[Text excerpt Boundary: Start]

Another thing that you should do if you want your honey capped, is to rearrange the super frames. Place any that are capped on the outside of the honey super and those that need capping near the centre. Remove a frame or even two from the super in question and create space between the frames. All of this will help with capping.

Sorry, yet another thing to do in your busy schedule as a beekeeper!

Malcolm Wilkie 13th July 2018

Helen suggests that some of you might like to do cut comb. Make up some frames with just a starter strip of foundation and these frames should be placed just above the brood nest. Her suggestion to prevent them going wonky is to alternate one drawn frame with one frame with a starter strip.

In the brood nest the bees are chucking nectar everywhere. They are stopping the Queen from laying. You need to try and give her space. Nick frames of stores from the brood box and give the bees some foundation in the brood box to draw out. This will use up some of the excess nectar which is pouring into the hive at the moment.

Anyone with a big box of bees who doesn’t heed this topical tip, will find themselves in a pickle.

Beginners who have just bought a nucleus may think this doesn’t concern them. How wrong they are! If you are trying to get the bees to draw out wax and you are feeding them, stop now. If you feed when such a humongous nectar flow is going on there could be swarming even from a nucleus box!

Malcolm 29th June 2018

I don’t know whether everyone has noticed, but there is a crazy nectar flow on at the moment. Lime is in flower and only exudes nectar when the temperatures are in the 20s and this also applies to clover. I had put a super on a badly diseased colony (chalkbrood) that I had just treated for a month with Apiguard and they filled it with honey in a week. I could barely lift the super and it had been empty last week!

[Text excerpt Boundary: End]
[Record excerpts Boundary: Start]

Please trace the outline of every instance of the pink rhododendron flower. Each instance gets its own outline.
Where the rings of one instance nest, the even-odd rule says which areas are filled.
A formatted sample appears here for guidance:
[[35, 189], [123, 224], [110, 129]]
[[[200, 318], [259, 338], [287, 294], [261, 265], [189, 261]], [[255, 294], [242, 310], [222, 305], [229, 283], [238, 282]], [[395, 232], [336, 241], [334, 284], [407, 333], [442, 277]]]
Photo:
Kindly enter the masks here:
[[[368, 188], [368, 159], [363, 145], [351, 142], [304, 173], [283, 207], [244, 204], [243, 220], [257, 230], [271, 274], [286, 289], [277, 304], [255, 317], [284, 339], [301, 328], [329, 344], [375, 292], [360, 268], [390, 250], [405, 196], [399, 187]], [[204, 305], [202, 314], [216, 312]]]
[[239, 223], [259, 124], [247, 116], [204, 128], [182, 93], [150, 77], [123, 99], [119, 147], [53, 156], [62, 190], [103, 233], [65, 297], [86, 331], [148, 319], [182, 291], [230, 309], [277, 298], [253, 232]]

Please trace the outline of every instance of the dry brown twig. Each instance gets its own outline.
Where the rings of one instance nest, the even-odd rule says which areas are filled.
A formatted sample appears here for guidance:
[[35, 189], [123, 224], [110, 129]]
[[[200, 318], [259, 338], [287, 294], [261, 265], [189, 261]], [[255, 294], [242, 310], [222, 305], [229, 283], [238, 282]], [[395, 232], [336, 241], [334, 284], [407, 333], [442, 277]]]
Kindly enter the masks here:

[Record excerpts Boundary: End]

### [Work to be completed]
Translate this sentence from the beekeeping notes into Spanish: "Place any that are capped on the outside of the honey super and those that need capping near the centre."

### [Solution below]
Coloque los que estén operculados en la parte exterior del alza melaria y los que necesiten opercularse cerca del centro.